STATED TASK 1: Could you shorten the paragraph beginning "Holidays are fun yet filled with stress" from the passage on holiday stress in dogs, keeping its main facts?
STATED TASK 2: Which lines of the listing contain the word "pink"? Pull out each of them.

PASSAGE SHOWN:
Holidays are fun yet filled with stress, especially for your dog. Their whole world turns upside down, thanks to there being more people around, including kids they may not know well. All of this can make your dog feel uncomfortable — and can create a situation where they may bite if you do not correctly read their body language.
Here are some of the less common ways dogs tell us they are stressed, so you can recognize anxiety before it escalates. Get the Dog Decoder app for additional help. It’s available in iTunes and Google play.
This is one of the first signs a dogs gives, and it is often ignored because many people don’t read it as anxiety. If you do see it, remove your dog from the situation and help them feel safe. Remember: A dog never bites out of the blue. There are many ways they show stress before it happens.
When it’s not warm and your dog is panting, it means they are experiencing a high level of stress and need to be removed from whatever is causing the anxiety.
A tongue flick happens so fast it often goes unnoticed, yet it is again one of the first signs of stress that dogs use to tell you they are feeling anxious.

RECORD EXCERPTS:
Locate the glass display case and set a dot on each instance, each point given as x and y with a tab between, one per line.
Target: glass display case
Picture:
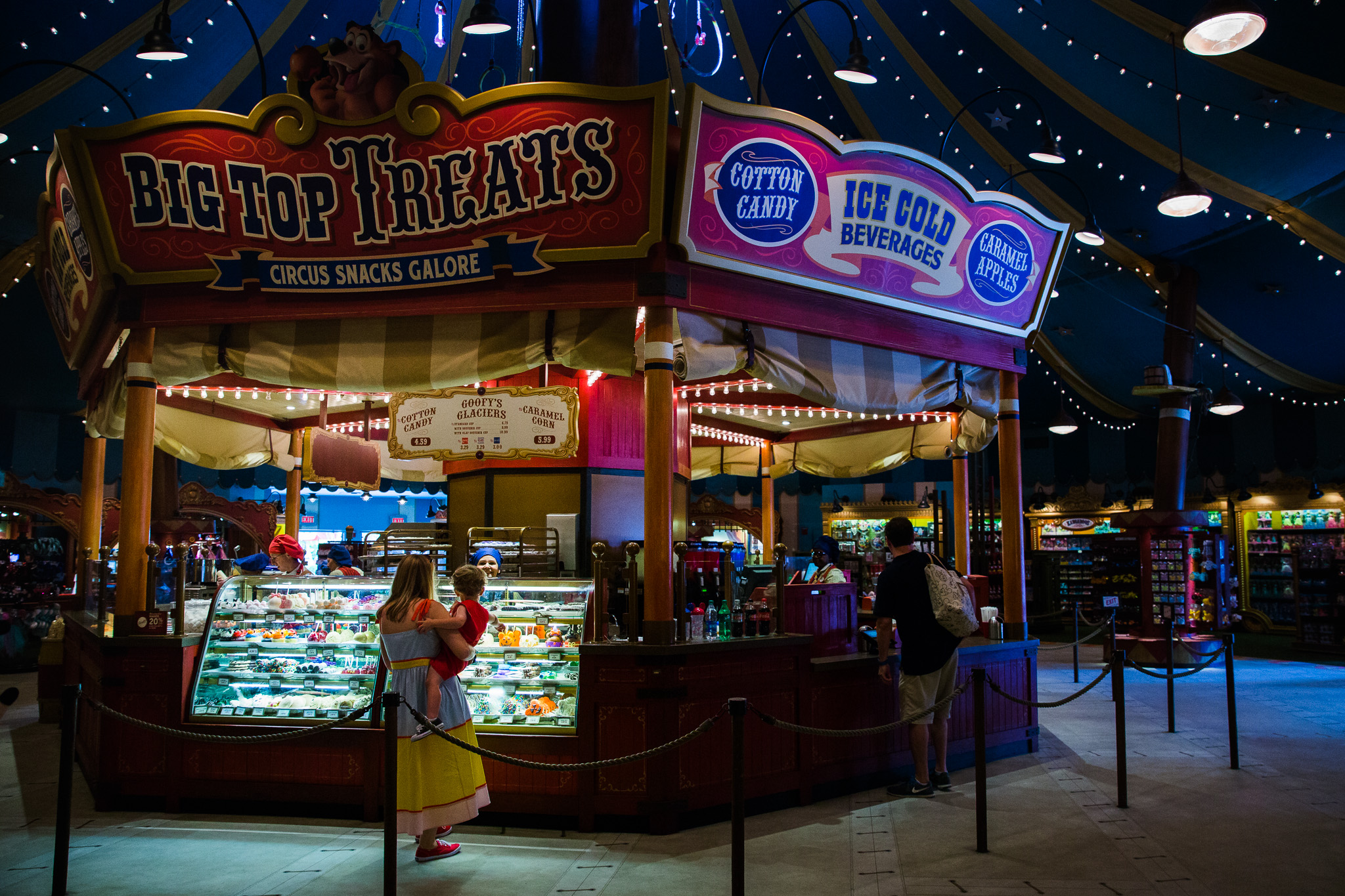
526	672
294	649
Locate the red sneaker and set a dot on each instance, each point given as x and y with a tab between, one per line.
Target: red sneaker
441	851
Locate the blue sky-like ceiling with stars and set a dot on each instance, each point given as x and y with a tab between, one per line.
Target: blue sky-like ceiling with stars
1268	125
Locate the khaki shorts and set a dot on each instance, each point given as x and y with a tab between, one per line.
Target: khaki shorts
921	692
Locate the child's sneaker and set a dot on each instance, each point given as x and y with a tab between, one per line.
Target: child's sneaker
912	789
440	851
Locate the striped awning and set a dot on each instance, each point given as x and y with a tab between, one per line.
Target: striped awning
834	372
381	354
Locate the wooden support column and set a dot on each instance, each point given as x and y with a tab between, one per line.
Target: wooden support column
137	459
1011	504
1174	410
659	465
294	500
961	505
91	498
768	534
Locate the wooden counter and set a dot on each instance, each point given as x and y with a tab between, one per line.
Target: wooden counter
632	698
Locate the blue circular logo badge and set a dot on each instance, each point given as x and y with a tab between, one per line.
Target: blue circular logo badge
1000	264
767	192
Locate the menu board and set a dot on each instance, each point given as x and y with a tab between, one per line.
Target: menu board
464	423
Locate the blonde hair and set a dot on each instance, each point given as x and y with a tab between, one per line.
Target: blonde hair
468	580
414	582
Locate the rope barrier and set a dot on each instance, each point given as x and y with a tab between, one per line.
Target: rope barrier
1178	675
1053	703
573	766
1063	647
861	733
225	739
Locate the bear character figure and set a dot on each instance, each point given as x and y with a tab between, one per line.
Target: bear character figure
359	78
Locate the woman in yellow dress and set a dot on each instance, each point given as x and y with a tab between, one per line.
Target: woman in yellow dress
439	785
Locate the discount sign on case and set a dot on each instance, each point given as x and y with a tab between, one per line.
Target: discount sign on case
466	423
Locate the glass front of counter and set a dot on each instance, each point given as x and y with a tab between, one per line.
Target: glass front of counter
304	649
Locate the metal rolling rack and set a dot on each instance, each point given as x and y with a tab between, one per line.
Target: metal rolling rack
385	550
530	551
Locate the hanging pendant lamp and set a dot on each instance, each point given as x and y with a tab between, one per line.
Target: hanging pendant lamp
1185	196
1223	27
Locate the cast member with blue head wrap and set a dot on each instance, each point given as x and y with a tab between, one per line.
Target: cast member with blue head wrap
826	554
489	561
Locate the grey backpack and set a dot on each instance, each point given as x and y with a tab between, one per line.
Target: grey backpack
950	595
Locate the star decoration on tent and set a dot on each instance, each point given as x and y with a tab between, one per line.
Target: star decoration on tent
998	119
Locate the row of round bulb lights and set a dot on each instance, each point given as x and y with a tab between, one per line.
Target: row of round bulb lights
725	436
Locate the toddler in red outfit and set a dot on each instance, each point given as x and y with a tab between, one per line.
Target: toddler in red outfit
470	618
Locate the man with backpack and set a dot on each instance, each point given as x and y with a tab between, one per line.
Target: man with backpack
929	656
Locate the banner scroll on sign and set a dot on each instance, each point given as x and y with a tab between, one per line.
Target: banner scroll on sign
498	423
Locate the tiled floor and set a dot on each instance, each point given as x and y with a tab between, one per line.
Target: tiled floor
1193	826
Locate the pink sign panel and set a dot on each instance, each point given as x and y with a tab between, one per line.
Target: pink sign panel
775	195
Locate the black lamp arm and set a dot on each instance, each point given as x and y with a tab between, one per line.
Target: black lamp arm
766	60
261	56
989	93
1057	174
77	68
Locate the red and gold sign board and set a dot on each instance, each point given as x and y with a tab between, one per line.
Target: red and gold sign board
500	423
436	192
341	461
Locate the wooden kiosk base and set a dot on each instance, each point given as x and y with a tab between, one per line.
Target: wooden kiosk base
632	698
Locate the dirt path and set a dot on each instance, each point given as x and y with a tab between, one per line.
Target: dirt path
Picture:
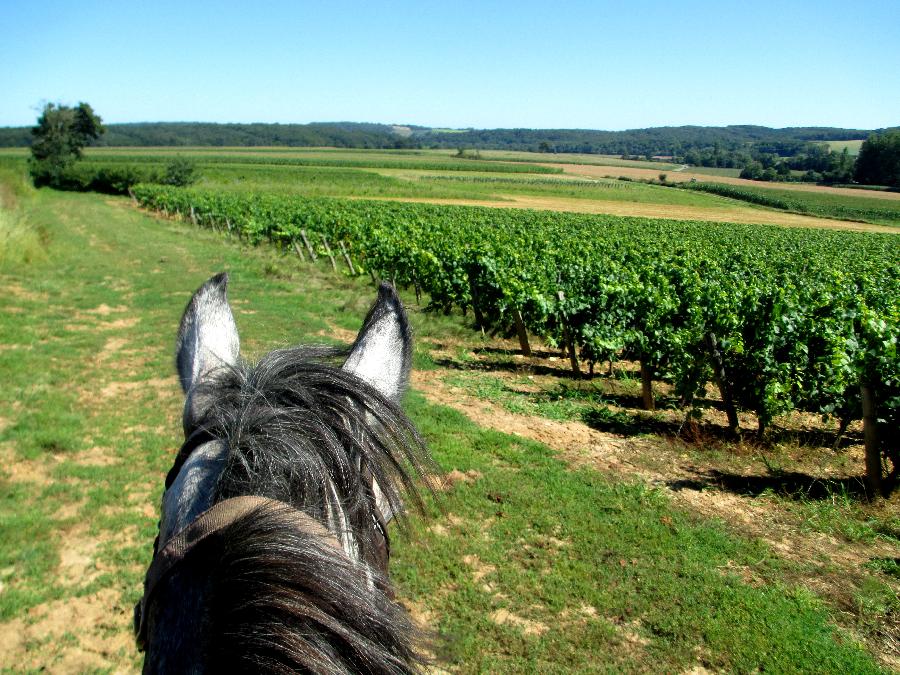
831	567
735	214
684	174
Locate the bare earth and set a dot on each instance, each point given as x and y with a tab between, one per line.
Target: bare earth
832	566
599	171
736	214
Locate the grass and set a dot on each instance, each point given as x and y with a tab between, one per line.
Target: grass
852	146
840	206
528	566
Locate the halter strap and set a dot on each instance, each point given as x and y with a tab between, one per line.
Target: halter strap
208	524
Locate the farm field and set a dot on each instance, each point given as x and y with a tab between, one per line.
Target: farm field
575	533
440	177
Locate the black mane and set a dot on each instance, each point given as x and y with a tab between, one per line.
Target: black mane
266	596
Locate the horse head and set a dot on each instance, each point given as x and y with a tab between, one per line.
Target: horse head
273	545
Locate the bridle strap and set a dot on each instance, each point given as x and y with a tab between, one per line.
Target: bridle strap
208	524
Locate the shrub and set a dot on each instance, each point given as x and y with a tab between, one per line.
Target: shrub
180	172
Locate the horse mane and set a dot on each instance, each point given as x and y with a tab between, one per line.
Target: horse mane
265	595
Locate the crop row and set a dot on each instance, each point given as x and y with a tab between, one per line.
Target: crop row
449	164
780	319
861	208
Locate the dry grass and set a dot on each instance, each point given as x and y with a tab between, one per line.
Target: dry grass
597	171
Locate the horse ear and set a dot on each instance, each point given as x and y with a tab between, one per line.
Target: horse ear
382	353
207	336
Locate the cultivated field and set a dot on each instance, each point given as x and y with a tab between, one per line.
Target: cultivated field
575	532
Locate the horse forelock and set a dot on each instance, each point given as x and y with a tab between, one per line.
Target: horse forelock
298	429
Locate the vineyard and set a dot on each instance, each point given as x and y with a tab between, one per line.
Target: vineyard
862	208
777	319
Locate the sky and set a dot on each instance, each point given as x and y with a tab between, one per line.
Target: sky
588	65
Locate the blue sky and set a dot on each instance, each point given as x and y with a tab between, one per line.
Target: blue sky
598	65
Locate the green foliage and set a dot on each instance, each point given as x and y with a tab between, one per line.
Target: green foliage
879	160
180	172
800	317
844	207
59	137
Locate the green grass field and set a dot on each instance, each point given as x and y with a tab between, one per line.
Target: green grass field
531	563
860	208
498	177
852	146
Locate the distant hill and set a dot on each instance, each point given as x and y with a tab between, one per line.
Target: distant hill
333	134
669	141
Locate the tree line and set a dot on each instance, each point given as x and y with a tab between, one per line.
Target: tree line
761	153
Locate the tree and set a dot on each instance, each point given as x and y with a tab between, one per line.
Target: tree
59	136
878	162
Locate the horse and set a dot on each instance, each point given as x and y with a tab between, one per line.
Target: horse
272	552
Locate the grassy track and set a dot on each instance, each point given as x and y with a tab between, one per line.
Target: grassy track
530	566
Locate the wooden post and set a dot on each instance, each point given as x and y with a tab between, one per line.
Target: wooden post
647	385
523	334
298	250
870	433
312	254
328	251
347	258
719	375
476	308
569	342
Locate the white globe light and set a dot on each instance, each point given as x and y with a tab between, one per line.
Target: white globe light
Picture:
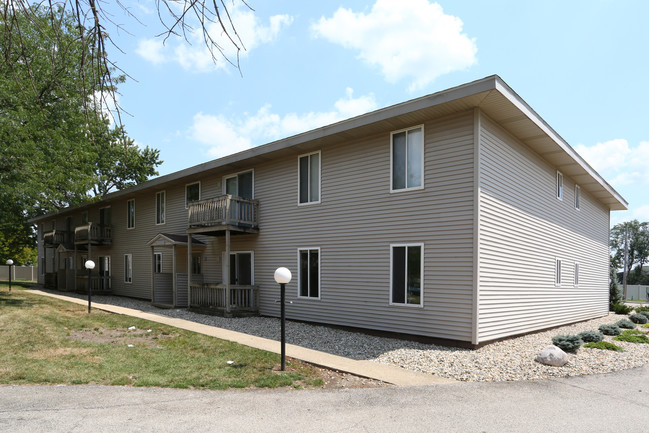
283	276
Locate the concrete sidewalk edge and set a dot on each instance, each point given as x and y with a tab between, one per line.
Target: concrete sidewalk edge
369	369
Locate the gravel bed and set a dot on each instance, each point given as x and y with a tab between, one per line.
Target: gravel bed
507	360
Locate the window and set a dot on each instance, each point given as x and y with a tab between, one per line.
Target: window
157	263
128	268
309	178
308	273
160	207
192	193
130	214
407	157
407	264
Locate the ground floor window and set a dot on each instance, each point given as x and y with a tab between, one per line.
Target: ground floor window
407	265
309	273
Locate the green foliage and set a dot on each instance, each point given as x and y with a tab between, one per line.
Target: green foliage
625	323
567	343
632	336
640	319
621	309
591	336
610	329
604	345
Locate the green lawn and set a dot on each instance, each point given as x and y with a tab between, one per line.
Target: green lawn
47	341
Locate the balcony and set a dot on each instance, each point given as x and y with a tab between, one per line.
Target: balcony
54	238
95	234
223	213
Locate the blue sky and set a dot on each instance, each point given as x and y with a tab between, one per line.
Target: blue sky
581	65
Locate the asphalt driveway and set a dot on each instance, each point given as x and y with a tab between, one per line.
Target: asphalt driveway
612	402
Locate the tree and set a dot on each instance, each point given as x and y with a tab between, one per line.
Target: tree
54	153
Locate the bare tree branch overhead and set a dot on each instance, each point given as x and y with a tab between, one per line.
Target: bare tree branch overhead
96	21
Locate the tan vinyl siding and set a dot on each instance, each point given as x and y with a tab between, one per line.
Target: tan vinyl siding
523	229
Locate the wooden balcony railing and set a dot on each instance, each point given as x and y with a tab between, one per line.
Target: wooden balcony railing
95	233
224	210
213	297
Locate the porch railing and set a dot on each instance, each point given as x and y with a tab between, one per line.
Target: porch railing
93	232
224	210
213	296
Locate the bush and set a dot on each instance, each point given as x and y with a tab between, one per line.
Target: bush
621	309
638	318
633	337
604	345
591	336
610	329
625	323
568	343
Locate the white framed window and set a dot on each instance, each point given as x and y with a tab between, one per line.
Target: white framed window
160	207
130	214
128	268
308	273
407	159
309	167
407	274
157	263
192	193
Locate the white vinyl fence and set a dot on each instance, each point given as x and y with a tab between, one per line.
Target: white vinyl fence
19	273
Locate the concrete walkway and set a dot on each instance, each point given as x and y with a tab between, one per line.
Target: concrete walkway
373	370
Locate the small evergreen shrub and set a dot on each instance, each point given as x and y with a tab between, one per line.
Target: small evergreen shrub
640	319
567	343
591	336
625	323
621	309
604	345
610	329
633	337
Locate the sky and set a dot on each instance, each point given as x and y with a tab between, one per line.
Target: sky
583	66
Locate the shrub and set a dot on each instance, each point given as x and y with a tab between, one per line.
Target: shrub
591	336
621	309
610	329
632	337
625	323
638	318
567	343
604	345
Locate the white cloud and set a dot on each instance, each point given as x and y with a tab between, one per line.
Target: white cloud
223	136
194	56
411	39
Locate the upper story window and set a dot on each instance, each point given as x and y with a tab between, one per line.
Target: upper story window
192	193
309	178
407	157
240	184
130	214
160	207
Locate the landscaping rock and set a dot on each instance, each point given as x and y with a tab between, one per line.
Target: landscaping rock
552	355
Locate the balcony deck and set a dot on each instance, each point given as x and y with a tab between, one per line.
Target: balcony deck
227	212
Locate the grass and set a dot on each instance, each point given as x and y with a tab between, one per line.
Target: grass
48	341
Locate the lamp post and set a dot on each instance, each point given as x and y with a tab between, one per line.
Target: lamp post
10	263
283	277
90	265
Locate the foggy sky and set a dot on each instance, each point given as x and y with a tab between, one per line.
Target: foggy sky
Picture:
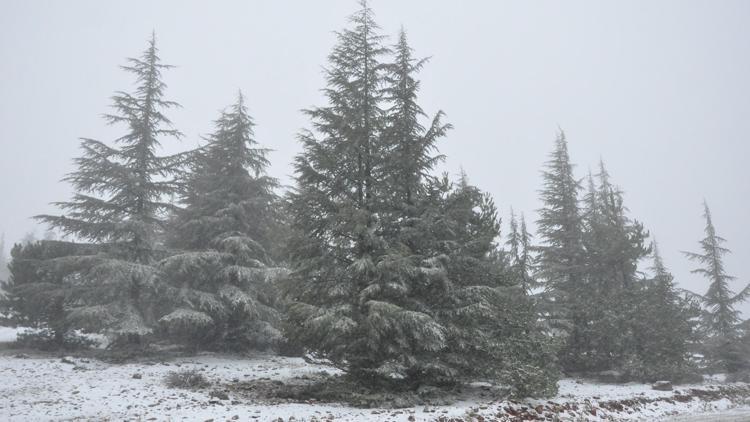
659	90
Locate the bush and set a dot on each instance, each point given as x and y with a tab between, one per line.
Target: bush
186	378
49	340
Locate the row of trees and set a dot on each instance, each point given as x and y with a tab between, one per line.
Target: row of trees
371	263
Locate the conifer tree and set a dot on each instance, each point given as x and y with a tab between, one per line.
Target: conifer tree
614	245
120	204
3	260
519	244
663	329
561	255
393	276
220	289
411	148
334	208
720	318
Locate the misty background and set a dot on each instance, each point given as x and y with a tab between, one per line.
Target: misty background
659	90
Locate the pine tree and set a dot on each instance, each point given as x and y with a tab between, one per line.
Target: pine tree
614	245
220	289
349	302
519	244
3	261
491	322
412	148
38	289
394	276
720	318
663	329
560	256
119	204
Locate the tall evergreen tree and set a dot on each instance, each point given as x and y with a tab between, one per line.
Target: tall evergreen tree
3	260
519	244
120	204
663	328
560	256
393	275
220	288
412	148
721	318
334	208
614	245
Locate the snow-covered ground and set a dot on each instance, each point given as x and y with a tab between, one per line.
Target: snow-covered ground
41	388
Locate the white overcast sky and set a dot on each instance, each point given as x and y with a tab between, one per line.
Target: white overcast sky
659	89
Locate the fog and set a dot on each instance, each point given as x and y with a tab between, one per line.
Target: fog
658	90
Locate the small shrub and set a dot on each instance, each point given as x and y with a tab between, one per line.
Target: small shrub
186	378
47	340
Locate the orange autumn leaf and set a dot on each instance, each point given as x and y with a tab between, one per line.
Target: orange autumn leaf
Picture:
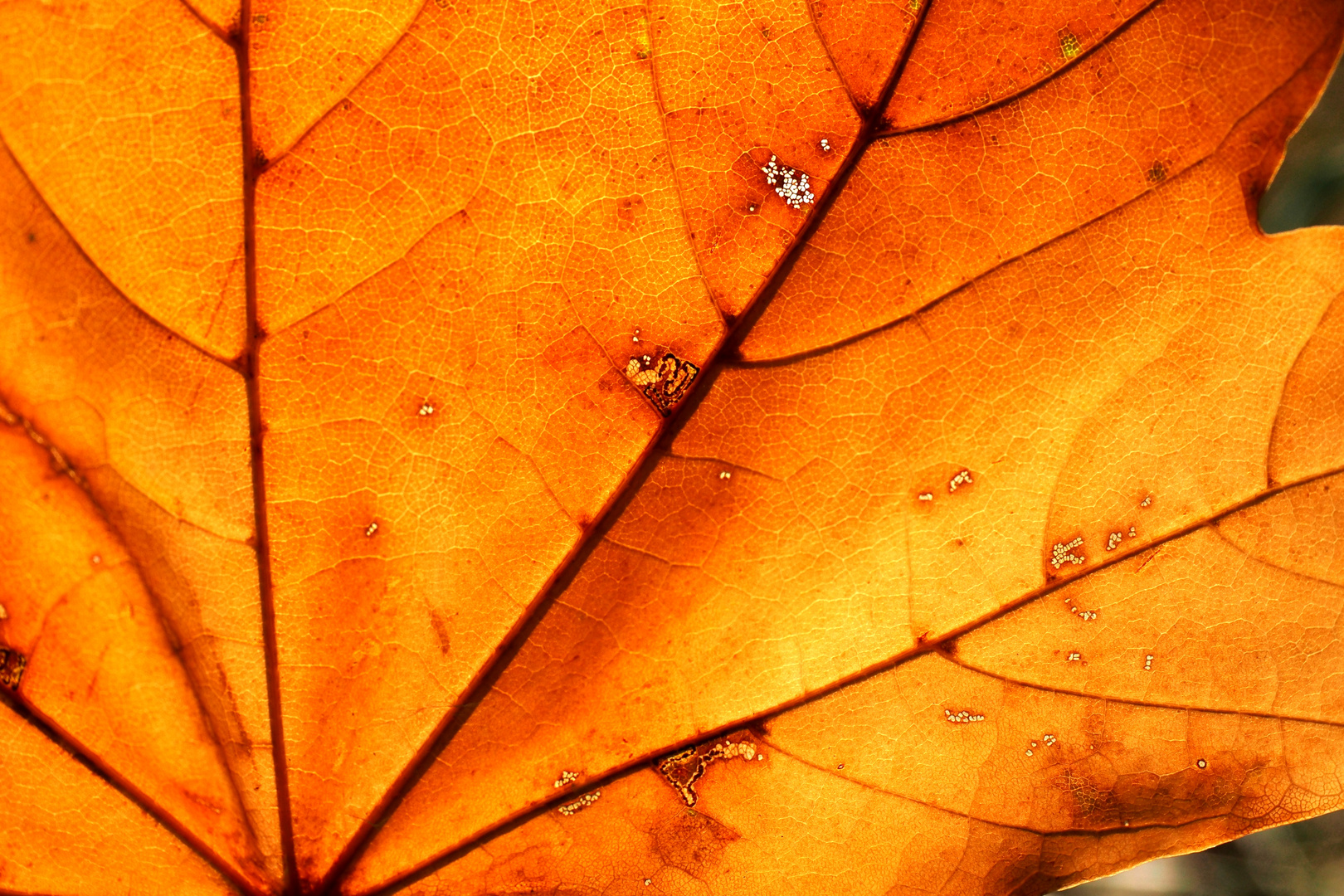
835	446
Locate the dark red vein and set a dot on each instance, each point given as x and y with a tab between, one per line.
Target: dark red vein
932	645
253	165
563	575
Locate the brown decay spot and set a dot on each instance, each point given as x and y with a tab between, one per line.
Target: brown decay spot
1099	798
686	767
665	382
626	212
691	841
11	668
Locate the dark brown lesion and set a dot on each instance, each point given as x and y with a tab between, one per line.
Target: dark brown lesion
11	668
665	381
682	770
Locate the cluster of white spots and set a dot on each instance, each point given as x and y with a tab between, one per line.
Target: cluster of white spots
582	802
789	183
1062	553
732	750
1082	614
962	718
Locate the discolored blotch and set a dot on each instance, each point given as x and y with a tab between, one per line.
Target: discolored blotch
665	382
628	212
693	841
11	668
436	621
1069	45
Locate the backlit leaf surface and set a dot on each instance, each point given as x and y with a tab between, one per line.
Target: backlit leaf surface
488	448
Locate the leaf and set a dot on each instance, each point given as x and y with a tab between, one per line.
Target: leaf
496	448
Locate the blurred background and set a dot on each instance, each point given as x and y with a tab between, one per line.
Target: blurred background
1305	859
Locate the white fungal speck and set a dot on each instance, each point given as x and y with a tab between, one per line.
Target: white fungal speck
789	183
1062	553
962	718
582	802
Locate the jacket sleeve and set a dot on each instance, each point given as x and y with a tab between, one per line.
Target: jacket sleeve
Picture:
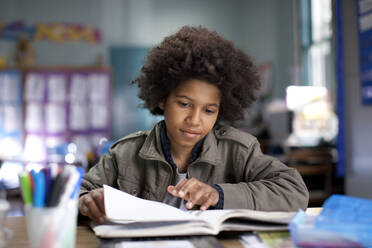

WRITTEN RESPONSE 1: Holidays are fun but stressful, especially for dogs. Extra people, including children the dog may not know well, turn its world upside down. This can make the dog uncomfortable and may lead to a bite if its body language is misread.

WRITTEN RESPONSE 2:
Locate the pink sign panel and set a dot on each instance, each point given as x and y with a tab between, one per line.
Target: pink sign panel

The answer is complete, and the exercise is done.